# [AIM OF THE TASK]
The records below are to be repeated in full, exactly as they are.

%%

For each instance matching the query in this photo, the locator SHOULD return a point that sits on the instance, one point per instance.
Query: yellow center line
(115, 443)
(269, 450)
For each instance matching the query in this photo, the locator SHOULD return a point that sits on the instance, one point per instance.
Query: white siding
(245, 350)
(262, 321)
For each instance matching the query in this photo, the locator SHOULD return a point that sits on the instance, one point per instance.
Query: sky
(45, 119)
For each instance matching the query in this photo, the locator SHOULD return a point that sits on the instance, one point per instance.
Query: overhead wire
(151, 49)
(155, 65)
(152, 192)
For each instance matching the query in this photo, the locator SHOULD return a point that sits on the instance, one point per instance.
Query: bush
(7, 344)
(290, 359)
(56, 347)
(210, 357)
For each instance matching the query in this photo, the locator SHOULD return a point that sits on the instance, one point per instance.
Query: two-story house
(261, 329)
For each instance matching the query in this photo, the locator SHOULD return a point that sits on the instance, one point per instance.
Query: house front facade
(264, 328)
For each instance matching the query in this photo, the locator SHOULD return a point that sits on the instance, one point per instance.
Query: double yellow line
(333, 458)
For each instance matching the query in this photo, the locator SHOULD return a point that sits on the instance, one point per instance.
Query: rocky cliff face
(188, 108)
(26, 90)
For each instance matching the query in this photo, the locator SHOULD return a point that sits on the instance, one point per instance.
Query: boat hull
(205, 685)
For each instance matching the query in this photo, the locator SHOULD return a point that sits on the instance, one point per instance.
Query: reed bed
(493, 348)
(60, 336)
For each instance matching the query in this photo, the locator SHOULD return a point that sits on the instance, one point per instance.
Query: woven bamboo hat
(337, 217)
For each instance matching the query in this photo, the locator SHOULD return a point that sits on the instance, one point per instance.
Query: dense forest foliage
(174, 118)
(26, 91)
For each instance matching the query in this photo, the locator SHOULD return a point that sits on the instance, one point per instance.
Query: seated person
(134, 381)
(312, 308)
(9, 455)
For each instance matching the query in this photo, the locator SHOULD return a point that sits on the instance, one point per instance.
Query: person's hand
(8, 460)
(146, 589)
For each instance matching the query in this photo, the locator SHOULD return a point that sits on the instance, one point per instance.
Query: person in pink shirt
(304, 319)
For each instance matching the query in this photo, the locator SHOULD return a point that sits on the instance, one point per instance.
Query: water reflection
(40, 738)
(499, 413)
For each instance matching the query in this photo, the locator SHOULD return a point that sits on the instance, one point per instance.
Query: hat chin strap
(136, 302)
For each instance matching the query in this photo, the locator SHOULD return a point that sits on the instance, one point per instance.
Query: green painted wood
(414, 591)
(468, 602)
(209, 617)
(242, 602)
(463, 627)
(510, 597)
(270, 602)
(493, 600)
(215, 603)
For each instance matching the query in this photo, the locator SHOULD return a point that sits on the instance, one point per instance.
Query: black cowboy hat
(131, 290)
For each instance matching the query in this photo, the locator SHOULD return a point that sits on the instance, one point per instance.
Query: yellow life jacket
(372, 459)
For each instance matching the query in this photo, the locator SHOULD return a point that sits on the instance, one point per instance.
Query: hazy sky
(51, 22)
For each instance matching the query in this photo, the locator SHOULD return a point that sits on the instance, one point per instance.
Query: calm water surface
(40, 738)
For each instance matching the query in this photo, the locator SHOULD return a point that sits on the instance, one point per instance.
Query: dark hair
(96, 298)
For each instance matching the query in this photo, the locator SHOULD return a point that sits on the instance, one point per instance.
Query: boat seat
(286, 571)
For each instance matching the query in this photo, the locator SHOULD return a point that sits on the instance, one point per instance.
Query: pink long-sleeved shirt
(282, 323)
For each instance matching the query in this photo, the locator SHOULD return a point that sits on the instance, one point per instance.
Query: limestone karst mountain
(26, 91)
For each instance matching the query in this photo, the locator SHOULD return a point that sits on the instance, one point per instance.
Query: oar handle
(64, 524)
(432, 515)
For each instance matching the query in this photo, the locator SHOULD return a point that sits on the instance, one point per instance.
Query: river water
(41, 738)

%%

# [THE REPLY]
For each instance matching the query in this photo, the locator SHOULD return a point that sits on the instance, one point per instance.
Query: yellow center line
(115, 443)
(269, 450)
For each instance matching the query in this photo, the locator SHOULD return a point that sits on the instance, one point per instance.
Query: white siding
(245, 350)
(262, 321)
For each instance matching the query in this photo, the locator SHOULD return a point that sits on the instance, one point per instance.
Query: sky
(45, 119)
For each instance matching the query in this photo, the locator SHOULD return a point that sits on the instance, one point per instance.
Query: overhead wire
(151, 49)
(155, 65)
(152, 192)
For each instance matching the query in this photo, the locator SHOULD return a point that sits on the instance, one point per instance.
Query: bush
(7, 344)
(290, 359)
(56, 347)
(210, 357)
For each instance matching the query in this photo, the locator SHOULD return a point that sits on the instance, one point per instance.
Query: two-story house
(261, 329)
For each instance matching the query in this photo, the locator SHOULD return a point that sits on the instance, one point per instance.
Query: house front facade
(264, 328)
For each instance matching the query in this photo, the locator SHOULD return a point that sits on the instance, one point per instance.
Query: double yellow line
(333, 458)
For each instance matching the query in this photo, the locator SHOULD return a point that sits on the instance, one point per instance.
Query: rocky cliff face
(188, 108)
(26, 90)
For each instance matching the query in this photo, the locator SHOULD return a point that sits on the instance, one point per instance.
Query: boat hull
(205, 685)
For each instance matching the query in this photo, the locator SHOULD return a point that sits on the instance, one point per instance.
Query: reed bed
(493, 348)
(60, 336)
For each instance matching the query in this photo, the locator SHOULD return a point that sits on the instance, one point per instance.
Query: woven bamboo hat
(337, 217)
For each instance matching the query in this photo, the locator SHOULD return a point that sits on the instance, one point per instance.
Query: dense forest foliage
(174, 118)
(26, 91)
For each instance matching the query in this photo, the locator SHOULD return a point that sits on the instance, one point per instance.
Query: seated person
(134, 381)
(312, 308)
(9, 455)
For each instance matching the query in this photo, the locator SHOULD return a point that sits on the instance, one point per instance.
Query: person's hand
(8, 460)
(146, 589)
For each instance matching the query in this photo, the locator SHOULD return a point that sits on the instance, one point per instance.
Query: person in pink shirt
(304, 319)
For each instance matching the query in this photo, the locator SHOULD return a point that sits on the instance, one point per instance.
Query: water reflection
(40, 738)
(499, 413)
For each instance matching the query in this photo, the locator SHOULD return a point that sits on the instance, one point per instance.
Query: hat chin strap
(136, 302)
For each instance matching the query in this photo, the locator SHOULD return a point that sits on the instance, one point per instance.
Query: green painted wood
(414, 591)
(468, 602)
(209, 617)
(242, 602)
(463, 627)
(510, 597)
(270, 602)
(493, 600)
(215, 603)
For each instance matching the query in this photo, the locator SHOULD return a point that sits on the instance, one point per instance.
Query: black cowboy hat
(131, 290)
For each instance matching the query in this photo, the locator SHOULD return a point that sits on the instance, one point per instance.
Query: yellow life jacket
(372, 459)
For each instance matching the query in this photo, the locator SHOULD return a point that sits on the instance, one point per instance.
Query: hazy sky
(51, 22)
For each instance matching the query in this photo, the locator SHOULD return a point that sits on the instance, one point per instance.
Query: calm water surface
(40, 738)
For each instance matching the query in this photo, the locator SHOULD return a point that sits on the instance, one point per instance.
Query: dark hair
(96, 298)
For each instance matching the query in this photo, the locator SHOULD return a point that sits on the instance, one point per instance.
Query: boat seat
(286, 571)
For each instance matching the query in this photo, the locator SHOULD return a point that sits on the instance, one point per instance.
Query: pink long-sleeved shirt
(282, 323)
For each instance matching the query in this photo, the locator SHOULD return a point that sits on the instance, one point per instance.
Query: limestone karst mountain
(26, 91)
For each instance matching the query in this photo, the locator SHOULD return a point that sits on the instance, one point per instance.
Query: oar handle
(64, 524)
(432, 515)
For each instance matching the query in this photo, the locator SHOULD return a point that sits on the instance, one point per instance.
Query: river water
(41, 738)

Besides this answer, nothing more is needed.